• Given instruction A:
Write out the full reflection on creation word for word, followed by nothing else.

• Document segment:
Reflecting on Creation ~ Brent Harris

I’m trying to figure out what I want. That may or may not make sense to you. What prompts me to say this now are the first two weeks of 2016. I didn’t make any resolutions, but I decided that I was the only person who can change my life. With that in mind, I made a plan. I’d read that Angry Robot (publishers) would have an open submission period until the end of January. I have not one, but two novels about a 1/3 completed, one of which had previously been finished. I am rewriting the finished novel because I originally wrote it in what I thought of as rhyming prose in homage to the epic poem which inspired me: Evangeline by Longfellow. I only ever sent it out to one contest, back in the days I had yet to own my art or my writing. I didn’t win, place or show, but there was a snarky reference in their announcement letter. They said something like, we even had a novel in verse, to which I added in my mind, nudge, nudge, wink, wink. I didn’t handle rejection well in those days.

Perhaps I should have chosen that novel, since it basically involves turning verse into prose. I chose the more recently started book. I made my decision in late December, with a starting date of January first. Unfortunately, I have yet to start. I did write about half a page and rethought a couple plot points, but that’s it. I’m not sure why, but I suspect it has something to do with intent. For full disclosure, I am fine artist, Brent Harris, digital artist, Philip Brent, and I write a blog, the Pen’s Might, as Philip Brent Harris. I have been writing and posting on my blog, which shares with Google+, Face Book and Twitter. On Scriggler, I’m posting mostly previously posted poetry, opinions and stories.. Since no one on this site has seen them before, it seems a good way to expand my audience. I have also posted my first pieces on Niume. I have made some new digital art and shared 2015’s final painting. I prominently place a piece of my art on every post. This has not increased my sales, unfortunately. And though I know I am an artist and a good one, I would appreciate the recognition of more sales. History will decide what my talent and vision equaled, but now I can only keep doing what I’m doing and hope.

• Items:

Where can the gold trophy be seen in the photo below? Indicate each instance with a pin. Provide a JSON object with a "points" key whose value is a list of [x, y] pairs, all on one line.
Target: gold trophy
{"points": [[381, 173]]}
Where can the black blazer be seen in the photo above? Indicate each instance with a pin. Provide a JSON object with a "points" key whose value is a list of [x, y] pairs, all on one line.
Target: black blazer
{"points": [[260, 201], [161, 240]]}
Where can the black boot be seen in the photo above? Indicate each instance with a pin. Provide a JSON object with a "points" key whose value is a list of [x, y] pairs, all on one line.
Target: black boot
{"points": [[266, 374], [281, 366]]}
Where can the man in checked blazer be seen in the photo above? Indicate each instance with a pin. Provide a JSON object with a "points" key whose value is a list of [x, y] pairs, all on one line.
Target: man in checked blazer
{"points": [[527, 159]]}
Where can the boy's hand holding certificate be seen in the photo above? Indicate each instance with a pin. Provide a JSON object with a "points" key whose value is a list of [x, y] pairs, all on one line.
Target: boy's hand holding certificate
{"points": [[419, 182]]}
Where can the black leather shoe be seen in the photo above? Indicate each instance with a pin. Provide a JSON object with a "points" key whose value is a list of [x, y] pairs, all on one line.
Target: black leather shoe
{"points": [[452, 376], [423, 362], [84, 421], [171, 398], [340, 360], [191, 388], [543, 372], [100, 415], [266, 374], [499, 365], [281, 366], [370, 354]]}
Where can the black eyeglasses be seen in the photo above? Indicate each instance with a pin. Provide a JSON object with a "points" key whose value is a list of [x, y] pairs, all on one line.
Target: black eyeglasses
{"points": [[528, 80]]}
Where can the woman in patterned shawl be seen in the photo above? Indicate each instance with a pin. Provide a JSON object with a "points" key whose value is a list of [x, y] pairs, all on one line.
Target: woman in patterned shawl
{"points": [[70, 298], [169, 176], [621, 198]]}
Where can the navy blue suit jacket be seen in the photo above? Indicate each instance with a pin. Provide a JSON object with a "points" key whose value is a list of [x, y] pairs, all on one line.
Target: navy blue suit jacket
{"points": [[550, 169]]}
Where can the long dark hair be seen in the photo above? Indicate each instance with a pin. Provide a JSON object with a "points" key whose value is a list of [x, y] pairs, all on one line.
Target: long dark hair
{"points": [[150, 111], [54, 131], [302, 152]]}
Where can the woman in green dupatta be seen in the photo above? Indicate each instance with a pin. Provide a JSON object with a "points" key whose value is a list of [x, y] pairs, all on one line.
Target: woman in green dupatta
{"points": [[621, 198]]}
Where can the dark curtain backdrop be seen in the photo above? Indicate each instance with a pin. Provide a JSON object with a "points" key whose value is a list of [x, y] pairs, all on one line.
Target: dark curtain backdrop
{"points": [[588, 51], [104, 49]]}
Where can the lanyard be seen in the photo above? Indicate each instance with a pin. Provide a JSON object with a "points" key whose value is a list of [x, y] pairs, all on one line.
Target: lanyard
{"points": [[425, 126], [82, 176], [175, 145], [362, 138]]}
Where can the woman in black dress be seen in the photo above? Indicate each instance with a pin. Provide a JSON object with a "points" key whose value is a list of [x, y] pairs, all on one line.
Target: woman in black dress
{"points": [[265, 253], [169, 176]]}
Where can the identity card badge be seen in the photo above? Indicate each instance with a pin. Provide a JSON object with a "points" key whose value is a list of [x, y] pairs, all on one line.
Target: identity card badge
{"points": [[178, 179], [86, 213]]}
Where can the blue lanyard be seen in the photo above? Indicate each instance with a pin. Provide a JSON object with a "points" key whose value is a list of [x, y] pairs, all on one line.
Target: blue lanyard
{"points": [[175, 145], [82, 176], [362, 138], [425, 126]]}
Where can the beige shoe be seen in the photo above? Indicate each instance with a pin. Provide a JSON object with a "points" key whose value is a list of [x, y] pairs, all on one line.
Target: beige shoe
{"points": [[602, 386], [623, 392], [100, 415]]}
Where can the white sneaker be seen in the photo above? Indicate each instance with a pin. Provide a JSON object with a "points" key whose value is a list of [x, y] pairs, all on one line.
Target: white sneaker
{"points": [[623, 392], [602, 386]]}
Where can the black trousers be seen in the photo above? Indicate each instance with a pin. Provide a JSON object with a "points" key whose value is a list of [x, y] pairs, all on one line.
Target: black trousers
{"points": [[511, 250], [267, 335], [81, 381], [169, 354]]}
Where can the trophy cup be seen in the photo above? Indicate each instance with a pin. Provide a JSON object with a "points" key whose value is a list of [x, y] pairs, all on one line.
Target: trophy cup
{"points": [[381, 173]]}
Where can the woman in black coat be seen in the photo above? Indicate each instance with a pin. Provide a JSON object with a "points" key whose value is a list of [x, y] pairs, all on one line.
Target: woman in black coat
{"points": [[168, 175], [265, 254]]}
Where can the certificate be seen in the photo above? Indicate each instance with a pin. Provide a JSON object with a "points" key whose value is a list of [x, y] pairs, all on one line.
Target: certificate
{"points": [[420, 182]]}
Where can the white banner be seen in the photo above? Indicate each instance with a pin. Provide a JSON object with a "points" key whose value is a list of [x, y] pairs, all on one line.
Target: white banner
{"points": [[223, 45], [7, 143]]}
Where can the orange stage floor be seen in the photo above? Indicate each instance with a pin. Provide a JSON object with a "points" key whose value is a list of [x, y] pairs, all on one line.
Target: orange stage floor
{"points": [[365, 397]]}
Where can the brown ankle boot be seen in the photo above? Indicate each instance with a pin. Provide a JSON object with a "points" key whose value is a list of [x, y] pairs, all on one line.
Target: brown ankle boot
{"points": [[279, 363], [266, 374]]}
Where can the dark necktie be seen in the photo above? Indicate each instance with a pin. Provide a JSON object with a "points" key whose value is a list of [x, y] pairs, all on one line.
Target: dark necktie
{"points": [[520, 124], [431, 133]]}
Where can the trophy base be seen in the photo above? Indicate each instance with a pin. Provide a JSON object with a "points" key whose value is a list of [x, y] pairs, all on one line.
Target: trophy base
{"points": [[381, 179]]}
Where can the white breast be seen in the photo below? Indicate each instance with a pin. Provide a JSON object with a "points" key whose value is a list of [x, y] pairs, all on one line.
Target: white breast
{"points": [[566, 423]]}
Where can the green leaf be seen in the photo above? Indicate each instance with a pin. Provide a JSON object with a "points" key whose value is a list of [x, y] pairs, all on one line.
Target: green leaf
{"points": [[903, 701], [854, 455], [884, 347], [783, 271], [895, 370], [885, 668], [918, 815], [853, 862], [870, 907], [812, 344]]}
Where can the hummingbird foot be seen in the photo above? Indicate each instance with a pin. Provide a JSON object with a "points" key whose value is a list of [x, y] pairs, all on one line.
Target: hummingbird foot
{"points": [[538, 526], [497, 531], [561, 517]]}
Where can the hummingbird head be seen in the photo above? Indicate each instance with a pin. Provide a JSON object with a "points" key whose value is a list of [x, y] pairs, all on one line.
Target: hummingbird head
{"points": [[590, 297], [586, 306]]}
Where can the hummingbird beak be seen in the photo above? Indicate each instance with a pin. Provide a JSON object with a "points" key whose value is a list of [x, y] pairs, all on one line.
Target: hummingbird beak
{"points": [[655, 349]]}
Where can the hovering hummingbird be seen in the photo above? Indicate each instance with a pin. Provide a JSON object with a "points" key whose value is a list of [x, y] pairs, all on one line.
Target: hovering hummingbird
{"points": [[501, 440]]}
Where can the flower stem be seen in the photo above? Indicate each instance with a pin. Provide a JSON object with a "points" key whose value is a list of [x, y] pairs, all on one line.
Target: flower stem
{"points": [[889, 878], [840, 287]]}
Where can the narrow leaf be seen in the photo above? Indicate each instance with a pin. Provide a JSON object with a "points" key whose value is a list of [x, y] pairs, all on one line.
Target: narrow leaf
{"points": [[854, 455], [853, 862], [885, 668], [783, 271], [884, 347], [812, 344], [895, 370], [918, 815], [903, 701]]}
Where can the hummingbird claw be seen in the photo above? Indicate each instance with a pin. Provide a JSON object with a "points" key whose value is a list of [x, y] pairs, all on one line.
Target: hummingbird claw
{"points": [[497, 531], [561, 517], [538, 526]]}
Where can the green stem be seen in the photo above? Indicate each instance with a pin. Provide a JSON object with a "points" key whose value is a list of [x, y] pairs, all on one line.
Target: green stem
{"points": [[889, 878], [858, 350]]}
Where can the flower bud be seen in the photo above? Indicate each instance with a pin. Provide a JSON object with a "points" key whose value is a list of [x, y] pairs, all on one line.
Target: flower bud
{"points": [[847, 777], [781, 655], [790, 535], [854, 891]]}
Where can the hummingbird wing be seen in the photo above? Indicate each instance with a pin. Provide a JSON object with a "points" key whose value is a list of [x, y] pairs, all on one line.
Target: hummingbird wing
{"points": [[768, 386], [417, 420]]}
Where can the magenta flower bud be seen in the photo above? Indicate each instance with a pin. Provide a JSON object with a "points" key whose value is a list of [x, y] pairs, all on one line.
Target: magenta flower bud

• Given instruction B:
Replace "hummingbird" with "sunbird" throughout the rows, from the line with "Where can the hummingbird claw" up to and including the last line of the rows. Return only those lines, leaving everything else in them unchanged.

• Complete response A:
Reflecting on Creation ~ Brent Harris

I’m trying to figure out what I want. That may or may not make sense to you. What prompts me to say this now are the first two weeks of 2016. I didn’t make any resolutions, but I decided that I was the only person who can change my life. With that in mind, I made a plan. I’d read that Angry Robot (publishers) would have an open submission period until the end of January. I have not one, but two novels about a 1/3 completed, one of which had previously been finished. I am rewriting the finished novel because I originally wrote it in what I thought of as rhyming prose in homage to the epic poem which inspired me: Evangeline by Longfellow. I only ever sent it out to one contest, back in the days I had yet to own my art or my writing. I didn’t win, place or show, but there was a snarky reference in their announcement letter. They said something like, we even had a novel in verse, to which I added in my mind, nudge, nudge, wink, wink. I didn’t handle rejection well in those days.

Perhaps I should have chosen that novel, since it basically involves turning verse into prose. I chose the more recently started book. I made my decision in late December, with a starting date of January first. Unfortunately, I have yet to start. I did write about half a page and rethought a couple plot points, but that’s it. I’m not sure why, but I suspect it has something to do with intent. For full disclosure, I am fine artist, Brent Harris, digital artist, Philip Brent, and I write a blog, the Pen’s Might, as Philip Brent Harris. I have been writing and posting on my blog, which shares with Google+, Face Book and Twitter. On Scriggler, I’m posting mostly previously posted poetry, opinions and stories.. Since no one on this site has seen them before, it seems a good way to expand my audience. I have also posted my first pieces on Niume. I have made some new digital art and shared 2015’s final painting. I prominently place a piece of my art on every post. This has not increased my sales, unfortunately. And though I know I am an artist and a good one, I would appreciate the recognition of more sales. History will decide what my talent and vision equaled, but now I can only keep doing what I’m doing and hope.

• Complete response B:
Where can the sunbird claw be seen in the photo above? Indicate each instance with a pin. Provide a JSON object with a "points" key whose value is a list of [x, y] pairs, all on one line.
Target: sunbird claw
{"points": [[497, 531], [561, 517], [538, 526]]}
Where can the green stem be seen in the photo above? Indicate each instance with a pin. Provide a JSON object with a "points" key whose value is a list of [x, y] pairs, all on one line.
Target: green stem
{"points": [[889, 878], [858, 350]]}
Where can the flower bud be seen in the photo above? Indicate each instance with a pin. Provide a JSON object with a "points" key whose value is a list of [x, y] pairs, all on one line.
Target: flower bud
{"points": [[847, 777], [781, 655], [790, 535], [854, 891]]}
Where can the sunbird wing be seen in the photo above? Indicate each instance with a pin. Provide a JSON object with a "points" key whose value is a list of [x, y] pairs, all on one line.
Target: sunbird wing
{"points": [[768, 386], [417, 420]]}
Where can the magenta flower bud be seen in the photo above? Indicate each instance with a pin. Provide a JSON object with a "points" key whose value is a list of [x, y] pairs, all on one line.
Target: magenta flower bud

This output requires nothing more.